The project plan indicated that the Corporate Performance application will provide managers with the ability to monitor institutional KPIs and those that emerge from the programme boards responsible for delivering the new corporate plan, staffing and programme costs and the development of a tool for evaluating a range of 'what...if' scenarios. The application has largely delivered this objective although there have been some changes as a result of institutional decision-making.  For example, it has been agreed that the staffing component of the Corporate Performance application will be added at a later date and that instead, we will develop a much larger dedicated HR application.


Corporate Performance - Key Performance Indicators


The purpose of this dashboard is to be able to assess school performance on six key performance indicators in an easily digestible format. The six indicators include the level of student satisfaction derived from the National Student Survey, graduate employment derived from the DLHE, student outcomes based on average module mark, research income, proportion of completed Staff Development Reviews and the proportion of income from the recruitment of overseas students.   The screenshot shown below is based on archive data from a school that has recently merged with others.  If the dial points to a green segment, it means that school performance is above the institutional benchmark and if it points to a red segment, performance is below the institutional benchmark.



Corporate Performance - Research Grants


This component of the Corporate Performance application was not originally included as part of the JISC funded project.  However, after discussion with colleagues within our Research and Development Support team, we decided to add this to the overall application.  The purpose of this component is to track progress in submitting research and consultancy bids throughout the academic year.  The screenshot below indicates the number of bids submitted, application success rate, the cumulative financial value of successful applications and the average value of bids broken down by outcome.

[TASK SET]
A. Edit the Corporate Performance report between "Corporate Performance - Key" and "the institutional benchmark.", inclusive, replacing "benchmark" with "target".
B. Name the six key performance indicators that the Corporate Performance report says the dashboard assesses school performance on.
C. Please carry on the Corporate Performance report from its last sentence.
The listing that follows the Corporate Performance report is not needed.

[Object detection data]
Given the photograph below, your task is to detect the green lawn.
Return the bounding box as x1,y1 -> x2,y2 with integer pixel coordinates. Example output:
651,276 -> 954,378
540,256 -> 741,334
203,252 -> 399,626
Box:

[ANSWERS TO THE PROBLEMS]
A.
Corporate Performance - Key Performance Indicators


The purpose of this dashboard is to be able to assess school performance on six key performance indicators in an easily digestible format. The six indicators include the level of student satisfaction derived from the National Student Survey, graduate employment derived from the DLHE, student outcomes based on average module mark, research income, proportion of completed Staff Development Reviews and the proportion of income from the recruitment of overseas students.   The screenshot shown below is based on archive data from a school that has recently merged with others.  If the dial points to a green segment, it means that school performance is above the institutional target and if it points to a red segment, performance is below the institutional target.

B.
- Student satisfaction, derived from the National Student Survey
- Graduate employment, derived from the DLHE
- Student outcomes based on average module mark
- Research income
- Proportion of completed Staff Development Reviews
- Proportion of income from the recruitment of overseas students

C.
Corporate Performance - Programme Costing


The purpose of the programme costing component is to allow the user to determine the financial viability of developing a new course or programme.  Given the lengthy process for validating new programmes and the associated staff costs, it is imperative that those staff members developing a new course are fully aware of the financial implications of validating and delivering a new programme.  A course that is unlikely to make a positive financial contribution is unlikely to be given the go-ahead to proceed to validation unless a sufficient business case has been made.  The programme costing model is divided into three sections: Income; Expenditure and Results.  Income is calculated on the basis of student numbers and are entered using the six slider objects indicating programme year (Years 1-3)  and fee status (Home & Overseas).   The calculation of total income is based on multiplying student numbers by tuition fee and teaching grant if applicable.  Expenditure is calculated on the number of hours required to develop and deliver a new programme as well as student support costs in terms of the provision of bursaries and scholarships.  The results are presented graphically in terms of profit/loss and total income/total costs.  The two screenshots show two different views of the same model.  The full view shows the entire model and users can easily assess the impact by altering the sliders to determine the number of students or alternatively, alter the number of teaching hours required for delivering the new course.  For users with smaller monitors, we have developed the same model using containers.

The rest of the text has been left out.